WORK TO COMPLETE
- 1) For the forum thread about interviewing with AMR, decide whether each statement agrees with it: (a) One poster advises arriving one hour early for the interview. (b) ErinCooley says she had to carry 145 pounds up and down 12 stairs. (c) Airwaygoddess suggests making at least 4 copies of each document. Answer yes or no for each, and quote the deciding words from the thread.
- 2) Write what follows in the forum thread about interviewing with AMR, starting after its last line.

── TEXT PROVIDED ──

# Interview With AMR??



## EMTgurl911 (Apr 30, 2008)

Well I got a interview with AMR on May 7th..Im so excited I just needed some pointers as to the interview I mean is it pretty easy to ace the first interview or what..

I heard theyre pretty easy company to get hired onto..Does anybody in here work for Riverside CA AMR?


----------



## super_chris (Apr 30, 2008)

I thought it was your second interview?


If you're a dude(you're not) you should wear a suit(that means a blazer too).  You're going to have to figure out what the female version of that is, because I have no idea.

Be there one hour early and make your presence known.  Let your interviewer know that your early.  

Bring an atache and a black pen.  I had no idea what they were.  It's just a leatherbound binder with a notepad in it.  

Practice the general questions you know your going to be asked.  "Why do you want this job?"  "Why do you want to work for AMR?"  "Why should we hire you?".  

Most of all, be confident.
If this is your second interview.  That's a very good sign and you should have nothing to worry about.  I've never heard of someone losing the job at the second interview.


----------



## ErinCooley (Apr 30, 2008)

I had an impromptu interview in capris and got the job.  I keep a 1 1/2" notebook with anything anyone could want... my certificate, my state numbers, my driving records, my federal background check, NREMT numbers, etc.  When I was interviewing, he said that I would need to bring X,Y and Z but I had them with me, he commented on liking my organization and sent me to be drug tested and do the physical agility test.  I will start Thursday or Friday, I should hear today by 1 which day it will be.

I think the biggest hurdle women face with being hired at AMR will be the physical agility test.  From my understanding, company wide has the same test... 3 minutes of warm up exercises, a series of 45, 90, 120 and 145 weights have to be lifted and carried.  I had to carry 145 pounds up and down 9 stairs


----------



## Outbac1 (Apr 30, 2008)

There was quite a bit of discussion in other threads on interviews and the job hunting/hiring process with a lot of good advice. Search around a bit I think you will be happy with what you find.

  Erin 
  Congrats on the job.


----------



## Airwaygoddess (Apr 30, 2008)

*interview time!*

First dress like you are going to church, if wearing a dress or skirt, please wear pantyhose.  Second, make copies of your resume, EMT card, CPR and any other certs you might have, make at least 4 copies of each and put them in a nice folder, that way when you get called in for your interview, you can present a "info" folder to each member of the the interview board. ( as a rule they have 3 persons sitting on it, and to see how well you can think on your feet!)  Review your own resume, important to review what you have written about your work and education history.  Some of the questions you might be asked, "you have a co-worker that has been coming in with the smell of alcohol what would you do", ( to see how you would follow the policies and protocols of the company)  questions about patient care scope of practice, do you know the call area and this is always a fun one, a little general knowledge about the history of the company.  Hope this helps and Good Luck!!


----------



## Jon (May 1, 2008)

───
── STUDY MATERIAL ──

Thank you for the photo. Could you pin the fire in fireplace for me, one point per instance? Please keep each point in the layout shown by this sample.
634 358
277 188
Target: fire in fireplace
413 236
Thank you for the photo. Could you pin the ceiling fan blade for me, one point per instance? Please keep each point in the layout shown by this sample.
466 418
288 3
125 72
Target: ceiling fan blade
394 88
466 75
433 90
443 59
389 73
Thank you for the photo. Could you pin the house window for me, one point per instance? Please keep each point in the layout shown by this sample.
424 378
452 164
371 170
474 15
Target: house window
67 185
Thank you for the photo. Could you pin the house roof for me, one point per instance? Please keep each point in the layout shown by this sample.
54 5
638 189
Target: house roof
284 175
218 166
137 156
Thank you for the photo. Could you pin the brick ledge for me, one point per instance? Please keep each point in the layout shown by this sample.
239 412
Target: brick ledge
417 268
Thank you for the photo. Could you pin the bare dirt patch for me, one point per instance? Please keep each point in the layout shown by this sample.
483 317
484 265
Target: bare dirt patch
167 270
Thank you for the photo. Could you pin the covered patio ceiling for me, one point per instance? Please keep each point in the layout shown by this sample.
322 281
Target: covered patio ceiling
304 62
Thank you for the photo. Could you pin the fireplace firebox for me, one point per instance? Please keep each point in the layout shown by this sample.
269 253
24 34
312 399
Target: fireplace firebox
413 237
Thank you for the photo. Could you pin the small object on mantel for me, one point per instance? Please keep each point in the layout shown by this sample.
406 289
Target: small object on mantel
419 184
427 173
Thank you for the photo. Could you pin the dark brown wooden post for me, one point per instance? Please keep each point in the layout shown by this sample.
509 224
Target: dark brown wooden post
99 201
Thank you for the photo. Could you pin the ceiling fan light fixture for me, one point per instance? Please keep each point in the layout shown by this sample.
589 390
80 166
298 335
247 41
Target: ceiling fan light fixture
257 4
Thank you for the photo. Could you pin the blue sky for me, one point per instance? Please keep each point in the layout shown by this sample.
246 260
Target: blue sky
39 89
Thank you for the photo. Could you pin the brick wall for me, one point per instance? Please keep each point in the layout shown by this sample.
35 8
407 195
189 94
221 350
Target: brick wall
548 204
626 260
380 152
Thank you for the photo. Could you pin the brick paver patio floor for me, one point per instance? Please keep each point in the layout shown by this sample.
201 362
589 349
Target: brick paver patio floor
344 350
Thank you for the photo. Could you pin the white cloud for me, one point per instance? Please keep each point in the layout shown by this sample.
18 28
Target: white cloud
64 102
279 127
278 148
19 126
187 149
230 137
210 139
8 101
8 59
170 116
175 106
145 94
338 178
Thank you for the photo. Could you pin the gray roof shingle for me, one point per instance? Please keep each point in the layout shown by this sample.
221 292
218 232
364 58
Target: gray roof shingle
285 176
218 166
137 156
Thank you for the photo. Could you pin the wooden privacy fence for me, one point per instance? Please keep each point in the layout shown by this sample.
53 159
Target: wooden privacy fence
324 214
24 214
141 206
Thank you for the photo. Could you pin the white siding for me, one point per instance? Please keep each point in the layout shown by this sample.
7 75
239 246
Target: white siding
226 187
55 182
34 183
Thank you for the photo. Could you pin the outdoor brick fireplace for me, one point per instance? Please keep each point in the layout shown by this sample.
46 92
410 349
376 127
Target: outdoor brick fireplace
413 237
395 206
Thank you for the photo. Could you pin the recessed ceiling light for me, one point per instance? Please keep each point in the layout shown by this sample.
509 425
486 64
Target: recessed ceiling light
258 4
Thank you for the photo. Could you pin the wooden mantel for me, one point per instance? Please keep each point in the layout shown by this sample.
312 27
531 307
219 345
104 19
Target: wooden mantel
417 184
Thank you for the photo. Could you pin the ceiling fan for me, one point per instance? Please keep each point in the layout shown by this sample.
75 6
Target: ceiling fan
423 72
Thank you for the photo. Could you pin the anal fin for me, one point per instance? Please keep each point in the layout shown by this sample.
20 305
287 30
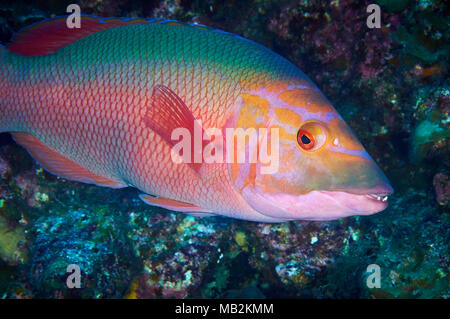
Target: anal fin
57 164
176 205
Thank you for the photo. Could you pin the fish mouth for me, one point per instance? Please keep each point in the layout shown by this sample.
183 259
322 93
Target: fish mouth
320 205
378 197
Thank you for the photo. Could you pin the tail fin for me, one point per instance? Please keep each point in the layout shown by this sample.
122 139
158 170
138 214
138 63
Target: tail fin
3 88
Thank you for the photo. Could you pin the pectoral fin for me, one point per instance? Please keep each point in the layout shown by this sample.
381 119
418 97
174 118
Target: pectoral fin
168 112
57 164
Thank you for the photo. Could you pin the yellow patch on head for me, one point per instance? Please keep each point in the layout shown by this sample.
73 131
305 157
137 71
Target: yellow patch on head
309 98
289 117
254 107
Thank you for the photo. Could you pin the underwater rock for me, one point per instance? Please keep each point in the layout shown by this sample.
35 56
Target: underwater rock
13 250
441 185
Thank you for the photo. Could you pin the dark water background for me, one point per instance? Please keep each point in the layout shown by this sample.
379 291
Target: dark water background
391 85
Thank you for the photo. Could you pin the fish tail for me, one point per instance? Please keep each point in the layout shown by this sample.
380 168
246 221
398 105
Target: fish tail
3 89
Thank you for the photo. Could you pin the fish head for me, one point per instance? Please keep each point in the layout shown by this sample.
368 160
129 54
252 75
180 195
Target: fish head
323 171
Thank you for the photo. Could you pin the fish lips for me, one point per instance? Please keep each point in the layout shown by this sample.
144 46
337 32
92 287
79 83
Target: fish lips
320 204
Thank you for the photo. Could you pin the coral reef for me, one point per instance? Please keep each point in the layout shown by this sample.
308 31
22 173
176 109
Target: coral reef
390 84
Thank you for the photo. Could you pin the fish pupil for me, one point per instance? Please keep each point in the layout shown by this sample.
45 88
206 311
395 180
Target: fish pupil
305 139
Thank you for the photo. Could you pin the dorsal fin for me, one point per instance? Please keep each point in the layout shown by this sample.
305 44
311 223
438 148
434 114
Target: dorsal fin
50 35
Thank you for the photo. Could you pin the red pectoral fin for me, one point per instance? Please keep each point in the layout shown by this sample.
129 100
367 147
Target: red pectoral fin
168 112
60 165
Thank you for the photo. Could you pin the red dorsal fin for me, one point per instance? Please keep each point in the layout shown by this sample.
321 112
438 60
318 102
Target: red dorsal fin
60 165
51 35
168 112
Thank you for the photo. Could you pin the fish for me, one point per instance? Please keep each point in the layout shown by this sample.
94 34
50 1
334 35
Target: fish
100 104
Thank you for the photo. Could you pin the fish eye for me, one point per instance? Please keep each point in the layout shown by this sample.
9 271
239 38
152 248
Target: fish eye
311 136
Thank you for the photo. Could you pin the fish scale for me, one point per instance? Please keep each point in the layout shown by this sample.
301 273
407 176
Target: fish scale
88 99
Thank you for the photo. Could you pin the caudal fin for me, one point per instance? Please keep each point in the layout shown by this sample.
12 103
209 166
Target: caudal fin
3 88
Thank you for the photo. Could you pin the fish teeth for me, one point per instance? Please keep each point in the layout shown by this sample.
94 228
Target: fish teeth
378 197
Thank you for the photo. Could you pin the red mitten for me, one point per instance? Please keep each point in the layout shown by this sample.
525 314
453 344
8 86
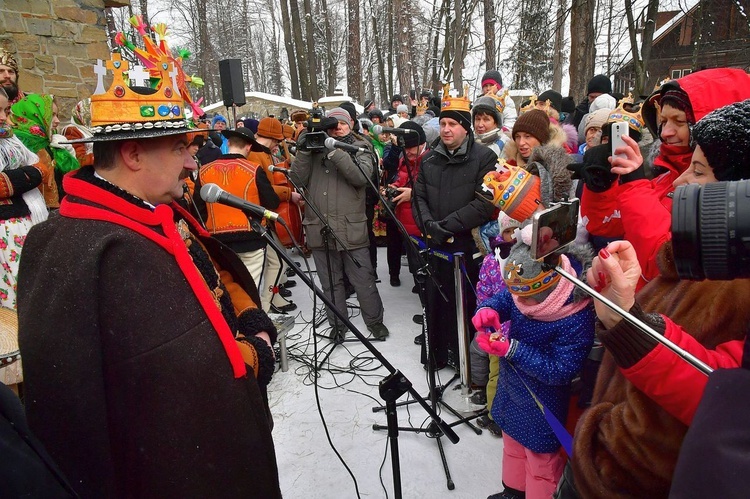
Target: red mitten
494 343
486 318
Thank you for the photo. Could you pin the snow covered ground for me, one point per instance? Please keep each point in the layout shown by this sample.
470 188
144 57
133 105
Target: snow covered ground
347 391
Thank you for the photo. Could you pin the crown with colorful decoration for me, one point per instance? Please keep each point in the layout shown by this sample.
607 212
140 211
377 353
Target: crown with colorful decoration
451 103
628 112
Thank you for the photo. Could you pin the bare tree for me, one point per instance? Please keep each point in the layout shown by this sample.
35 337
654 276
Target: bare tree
642 55
582 47
354 56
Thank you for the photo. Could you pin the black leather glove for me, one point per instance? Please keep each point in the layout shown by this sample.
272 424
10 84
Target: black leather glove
595 171
436 233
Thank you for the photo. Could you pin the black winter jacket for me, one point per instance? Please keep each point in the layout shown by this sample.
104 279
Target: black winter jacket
446 190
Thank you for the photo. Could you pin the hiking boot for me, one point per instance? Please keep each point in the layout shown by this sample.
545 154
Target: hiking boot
378 330
487 423
479 397
337 334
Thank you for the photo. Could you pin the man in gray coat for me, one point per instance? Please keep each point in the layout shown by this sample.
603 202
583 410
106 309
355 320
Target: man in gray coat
337 187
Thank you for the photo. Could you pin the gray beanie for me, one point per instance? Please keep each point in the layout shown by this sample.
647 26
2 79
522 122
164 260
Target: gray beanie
487 105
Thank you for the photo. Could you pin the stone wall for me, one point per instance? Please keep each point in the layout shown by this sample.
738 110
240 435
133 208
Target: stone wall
56 43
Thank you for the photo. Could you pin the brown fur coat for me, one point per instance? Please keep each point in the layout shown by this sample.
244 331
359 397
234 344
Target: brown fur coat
625 445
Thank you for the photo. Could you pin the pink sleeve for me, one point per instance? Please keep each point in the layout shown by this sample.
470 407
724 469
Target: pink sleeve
673 383
647 223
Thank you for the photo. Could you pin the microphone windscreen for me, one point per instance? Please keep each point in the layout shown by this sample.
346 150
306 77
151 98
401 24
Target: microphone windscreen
210 193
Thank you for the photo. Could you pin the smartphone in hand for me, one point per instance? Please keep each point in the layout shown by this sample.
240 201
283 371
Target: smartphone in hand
554 228
619 129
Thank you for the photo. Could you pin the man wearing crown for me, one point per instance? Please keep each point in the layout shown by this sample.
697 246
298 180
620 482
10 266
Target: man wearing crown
145 353
446 208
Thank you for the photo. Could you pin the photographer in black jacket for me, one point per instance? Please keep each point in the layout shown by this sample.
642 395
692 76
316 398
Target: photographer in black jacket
446 208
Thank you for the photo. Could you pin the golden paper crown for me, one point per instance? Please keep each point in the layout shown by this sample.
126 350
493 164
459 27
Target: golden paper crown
520 286
515 191
143 114
530 106
459 104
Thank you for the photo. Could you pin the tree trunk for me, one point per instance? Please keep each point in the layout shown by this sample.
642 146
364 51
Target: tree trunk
382 84
353 54
558 58
458 45
300 50
289 45
403 59
490 46
641 57
582 51
311 59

───

ANSWERS FOR THE EXERCISE
- 1)
(a) Yes: "Be there one hour early and make your presence known."
(b) No: "I had to carry 145 pounds up and down 9 stairs"
(c) Yes: "make at least 4 copies of each"

- 2)
One of the interviews will be a "scripted" interview with an HR rep. They sit and ask you questions off of a card... the same card for every person.


As for attire... I've tried to avoid EMS interviews in suits... because I don't like making managers uncomfortable. In fact... I'm thinking of one job interview where my wearing a suit seemed to made the interview staff uncomfortable (it was an oil refinery security/MFR job). Usually when I go for an EMS interview, I tend to wear a button down shirt and tie. For my current job, I was wearing a casual shirt and khakis, and the interview was at 9pm, after my school class was over (the joys of volunteers schedules  ).




ErinCooley said:


> I think the biggest hurdle women face with being hired at AMR will be the physical agility test.  From my understanding, company wide has the same test... 3 minutes of warm up exercises, a series of 45, 90, 120 and 145 weights have to be lifted and carried.  I had to carry 145 pounds up and down 9 stairs


Nope. Not done company wide.


----------



## super_chris (May 1, 2008)

Jon said:


> One of the interviews will be a "scripted" interview with an HR rep. They sit and ask you questions off of a card... the same card for every person.
> 
> 
> As for attire... I've tried to avoid EMS interviews in suits... because I don't like making managers uncomfortable. In fact... I'm thinking of one job interview where my wearing a suit seemed to made the interview staff uncomfortable (it was an oil refinery security/MFR job). Usually when I go for an EMS interview, I tend to wear a button down shirt and tie. For my current job, I was wearing a casual shirt and khakis, and the interview was at 9pm, after my school class was over (the joys of volunteers schedules  ).
> ...



I got guff for not wearing a blazer when I went in for the interview(I applied at Riverside).

The tests are done here(San Bernardino/Riverside ctys).  It's not quite that test though.  You have to do a step test, essentially a tall stair master to a metronome for a couple minutes.  Then you have to lift weights from the ground to about hip/stomach height.


----------



## gradygirl (May 1, 2008)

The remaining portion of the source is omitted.